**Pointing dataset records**
....
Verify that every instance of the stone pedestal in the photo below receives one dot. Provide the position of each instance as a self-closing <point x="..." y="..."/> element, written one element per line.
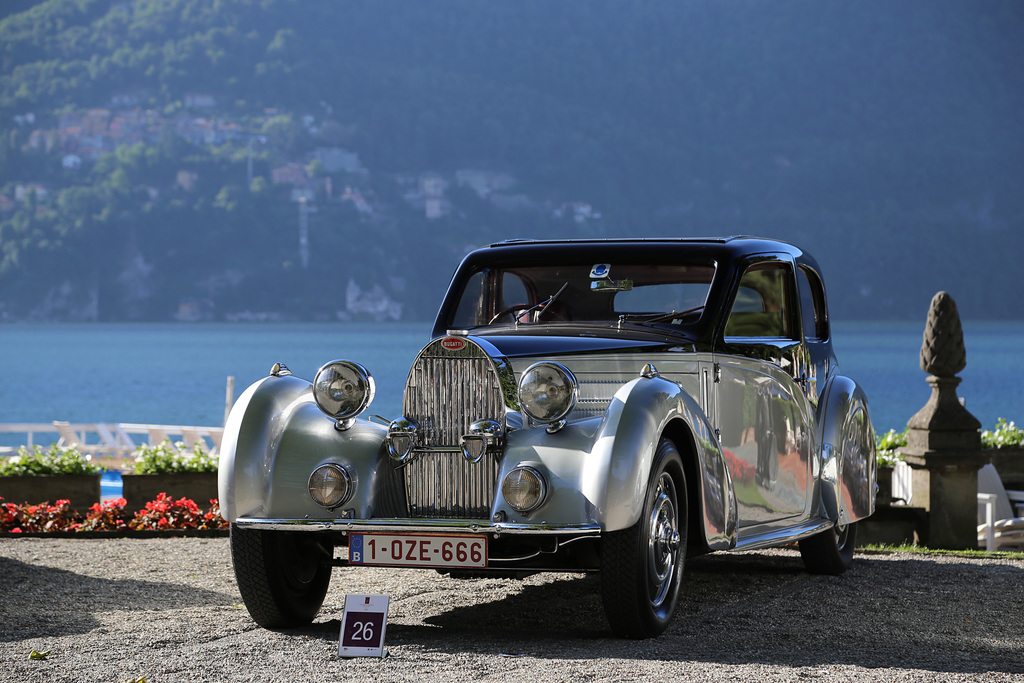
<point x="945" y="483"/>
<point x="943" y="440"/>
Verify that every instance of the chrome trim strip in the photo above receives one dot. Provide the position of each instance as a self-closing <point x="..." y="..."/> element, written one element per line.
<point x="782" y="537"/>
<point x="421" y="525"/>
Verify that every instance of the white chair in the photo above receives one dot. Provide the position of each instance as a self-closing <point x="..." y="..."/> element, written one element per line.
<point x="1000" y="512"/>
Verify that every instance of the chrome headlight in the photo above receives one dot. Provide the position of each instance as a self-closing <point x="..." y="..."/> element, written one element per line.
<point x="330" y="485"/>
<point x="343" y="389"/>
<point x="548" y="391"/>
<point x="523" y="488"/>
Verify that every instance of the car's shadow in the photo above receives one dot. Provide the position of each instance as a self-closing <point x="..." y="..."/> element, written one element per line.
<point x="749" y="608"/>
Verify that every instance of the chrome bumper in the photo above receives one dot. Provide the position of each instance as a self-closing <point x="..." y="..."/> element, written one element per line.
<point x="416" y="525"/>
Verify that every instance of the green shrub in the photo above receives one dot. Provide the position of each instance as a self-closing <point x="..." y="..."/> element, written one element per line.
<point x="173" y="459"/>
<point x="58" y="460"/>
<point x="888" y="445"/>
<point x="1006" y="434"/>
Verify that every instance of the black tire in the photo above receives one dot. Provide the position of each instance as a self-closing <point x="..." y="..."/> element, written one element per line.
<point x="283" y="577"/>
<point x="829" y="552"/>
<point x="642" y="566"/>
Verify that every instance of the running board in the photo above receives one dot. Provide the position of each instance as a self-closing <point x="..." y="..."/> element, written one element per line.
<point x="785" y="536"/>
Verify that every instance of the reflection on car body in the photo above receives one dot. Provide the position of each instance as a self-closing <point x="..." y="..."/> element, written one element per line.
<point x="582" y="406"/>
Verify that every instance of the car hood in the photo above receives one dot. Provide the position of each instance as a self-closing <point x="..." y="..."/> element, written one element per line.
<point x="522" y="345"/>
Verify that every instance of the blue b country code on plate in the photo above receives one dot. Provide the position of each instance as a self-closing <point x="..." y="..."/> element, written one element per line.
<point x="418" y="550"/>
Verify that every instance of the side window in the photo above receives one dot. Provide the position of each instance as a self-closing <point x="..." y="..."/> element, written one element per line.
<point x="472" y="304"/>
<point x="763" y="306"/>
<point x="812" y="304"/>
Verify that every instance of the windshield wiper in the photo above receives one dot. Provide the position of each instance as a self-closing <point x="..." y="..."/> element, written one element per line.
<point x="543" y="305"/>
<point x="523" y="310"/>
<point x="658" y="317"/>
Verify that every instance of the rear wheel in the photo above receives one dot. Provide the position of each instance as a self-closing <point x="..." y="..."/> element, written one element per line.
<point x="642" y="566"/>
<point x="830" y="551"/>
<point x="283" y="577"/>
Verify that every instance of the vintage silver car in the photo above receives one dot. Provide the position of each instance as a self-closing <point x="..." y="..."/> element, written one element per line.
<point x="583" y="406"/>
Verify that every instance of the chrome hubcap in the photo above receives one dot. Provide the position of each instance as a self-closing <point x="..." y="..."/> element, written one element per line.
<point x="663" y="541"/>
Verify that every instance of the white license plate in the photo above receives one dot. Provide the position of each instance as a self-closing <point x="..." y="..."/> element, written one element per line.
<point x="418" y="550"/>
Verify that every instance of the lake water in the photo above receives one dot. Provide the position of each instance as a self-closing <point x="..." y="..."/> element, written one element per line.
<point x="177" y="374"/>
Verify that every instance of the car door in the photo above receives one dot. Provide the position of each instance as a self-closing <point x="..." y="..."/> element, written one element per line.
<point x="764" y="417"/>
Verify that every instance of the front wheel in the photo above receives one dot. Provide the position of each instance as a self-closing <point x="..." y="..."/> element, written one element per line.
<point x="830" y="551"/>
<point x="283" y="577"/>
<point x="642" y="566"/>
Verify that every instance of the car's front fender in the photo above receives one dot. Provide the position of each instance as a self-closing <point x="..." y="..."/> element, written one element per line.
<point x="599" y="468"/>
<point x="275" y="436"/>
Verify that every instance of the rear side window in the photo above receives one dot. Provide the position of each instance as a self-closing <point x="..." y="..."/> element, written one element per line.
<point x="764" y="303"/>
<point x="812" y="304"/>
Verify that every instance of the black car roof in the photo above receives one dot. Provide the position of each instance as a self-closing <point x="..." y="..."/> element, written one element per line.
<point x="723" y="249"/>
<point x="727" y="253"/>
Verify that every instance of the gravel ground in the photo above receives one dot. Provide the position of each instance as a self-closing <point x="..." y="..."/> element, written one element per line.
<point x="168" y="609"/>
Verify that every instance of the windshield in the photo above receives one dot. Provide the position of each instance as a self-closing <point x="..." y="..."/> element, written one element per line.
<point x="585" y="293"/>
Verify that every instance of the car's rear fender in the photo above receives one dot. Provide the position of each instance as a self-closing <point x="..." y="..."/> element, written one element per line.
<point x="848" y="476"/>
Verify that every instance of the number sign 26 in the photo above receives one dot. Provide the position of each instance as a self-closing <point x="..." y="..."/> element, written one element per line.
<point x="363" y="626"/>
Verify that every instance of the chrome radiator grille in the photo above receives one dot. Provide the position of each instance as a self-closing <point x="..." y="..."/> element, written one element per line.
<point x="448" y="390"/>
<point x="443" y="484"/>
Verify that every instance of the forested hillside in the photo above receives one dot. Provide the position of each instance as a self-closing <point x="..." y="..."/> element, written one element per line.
....
**PROBLEM TO SOLVE**
The records above need to be given again exactly. Omit the pictures.

**RESPONSE TO THIS EXERCISE**
Verify that every instance of the stone pedestal in the photo below receives one dot. Provide the position of each instance as a self-closing <point x="..." y="..."/> element, written one element per line.
<point x="945" y="483"/>
<point x="943" y="440"/>
Verify that every instance of the chrome trim strip in the photo above receives one dot. Provide the position of each instance as a self-closing <point x="..." y="..."/> element, written one element per line.
<point x="782" y="537"/>
<point x="421" y="525"/>
Verify that every instance of the white chair in the photo above receives one dot. Provide the position of each instance as a self-closing <point x="..." y="..."/> element, written one element per line.
<point x="1000" y="512"/>
Verify that every instance of the chrome headlight in the photo above receives one dot. Provide the position of each instance as a self-closing <point x="..." y="..."/> element, written one element per line.
<point x="330" y="485"/>
<point x="343" y="389"/>
<point x="548" y="391"/>
<point x="523" y="488"/>
Verify that every instance of the car's shadow in the photo above receives one dot. Provide the position of each instance as a self-closing <point x="..." y="..."/> element, written one element per line.
<point x="749" y="608"/>
Verify that every instance of the chrome bumper in the photo above receives one dot. Provide the position of each instance as a self-closing <point x="..." y="..."/> element, written one element per line.
<point x="416" y="525"/>
Verify that every instance of the green shrub in the photo above receives one dot. Provide the position of each instance as a self-closing <point x="..." y="..."/> element, written one element per line.
<point x="173" y="459"/>
<point x="58" y="460"/>
<point x="888" y="445"/>
<point x="1006" y="434"/>
Verify that every instance of the black tire in the photo above receives one dot. Provide the position of each instance as a self-closing <point x="..." y="..."/> element, written one element per line.
<point x="283" y="577"/>
<point x="829" y="552"/>
<point x="642" y="566"/>
Verify that every instance of the running board in the photo above receives one dot. Provide the position of each instance as a self-closing <point x="..." y="..."/> element, written one element per line.
<point x="785" y="536"/>
Verify that every instance of the reflection on car body in the photo above receives one dot. Provide the position of each instance as a self-closing <point x="..." y="..."/> element, written one element per line.
<point x="582" y="406"/>
Verify that every instance of the car hood in the photo above receives one dot. Provide the position of each instance as a self-closing <point x="..." y="..."/> element, written one element per line.
<point x="522" y="345"/>
Verify that every instance of the blue b country code on plate in the photo above receives one dot. Provide the position of each instance as a self-closing <point x="..." y="..."/> element, written one element per line.
<point x="418" y="550"/>
Verify that every instance of the side window in the photo above receives one dot. Provide the position of each instance as a self-closing <point x="..." y="..."/> element, written one element per line.
<point x="472" y="304"/>
<point x="763" y="306"/>
<point x="812" y="304"/>
Verify that every instance of the windshield wiper in the photo above receives one dot. Provide the position of each instance as a self-closing <point x="..." y="..."/> element, written one element per line.
<point x="543" y="305"/>
<point x="523" y="310"/>
<point x="658" y="317"/>
Verify that every instance of the rear wheel in the photo above receives one dot. Provide the position of each instance as a self-closing <point x="..." y="..."/> element, written one element per line.
<point x="642" y="566"/>
<point x="830" y="551"/>
<point x="283" y="577"/>
Verify that every instance of the vintage silver car in the photo above receives one dot. Provide the position of each instance as a self-closing <point x="..." y="..."/> element, written one element per line.
<point x="583" y="406"/>
Verify that every instance of the chrome hubcap in the photo above receives one dot. Provide the position of each instance as a self-closing <point x="..." y="..."/> element, written one element per line.
<point x="663" y="541"/>
Verify that every instance of the white license plate in the photo above receives one dot. Provide the position of each instance as a self-closing <point x="..." y="..."/> element, written one element per line.
<point x="418" y="550"/>
Verify that every instance of the lake water in the photo above receives one dot. Provide the position of each instance as a self-closing <point x="..." y="..."/> element, written one element per line.
<point x="177" y="374"/>
Verify that every instance of the car door in the photo above receives one dot. Provide the position of each instance as a self-closing <point x="..." y="..."/> element, written one element per line.
<point x="764" y="417"/>
Verify that every instance of the front wheel in the photo above receives one dot. Provide the position of each instance as a self-closing <point x="..." y="..."/> element, written one element per line.
<point x="830" y="551"/>
<point x="283" y="577"/>
<point x="642" y="566"/>
Verify that every instance of the car's front fender in the photo above receives one dot. Provide the position of each instance as a self-closing <point x="..." y="..."/> element, written one element per line.
<point x="599" y="468"/>
<point x="275" y="436"/>
Verify that every instance of the rear side window in the photo above receives one dot. Provide the position of each instance as a self-closing <point x="..." y="..."/> element, written one element per line.
<point x="764" y="303"/>
<point x="812" y="304"/>
Verify that every instance of the black car roof in the photo above receives one dot. Provide the position of each instance as a self-closing <point x="..." y="..."/> element, written one element per line.
<point x="723" y="249"/>
<point x="727" y="253"/>
Verify that every instance of the gravel ground in the photo above receives one dot. Provide the position of each instance as a self-closing <point x="..." y="..."/> element, written one element per line.
<point x="168" y="609"/>
Verify that every instance of the windshield in the photo above receives one dot. Provide the position of each instance as a self-closing <point x="..." y="..."/> element, written one element per line.
<point x="585" y="293"/>
Verify that every instance of the car's rear fender in the photo above receives one dot. Provide the position of each instance as a self-closing <point x="..." y="..."/> element, written one element per line.
<point x="848" y="476"/>
Verify that every instance of the number sign 26 in the photo above receives one dot. Provide the position of each instance as a self-closing <point x="..." y="..."/> element, written one element per line.
<point x="363" y="626"/>
Verify that every instance of the chrome radiator grille in the photo above receives one dot. Provide the position of each instance as a self-closing <point x="..." y="..."/> element, written one element per line.
<point x="448" y="390"/>
<point x="443" y="484"/>
Verify that every instance of the forested hillside in the photo above receives one dot. Provide the position of each instance as a self-closing <point x="..." y="..."/> element, written one element per line.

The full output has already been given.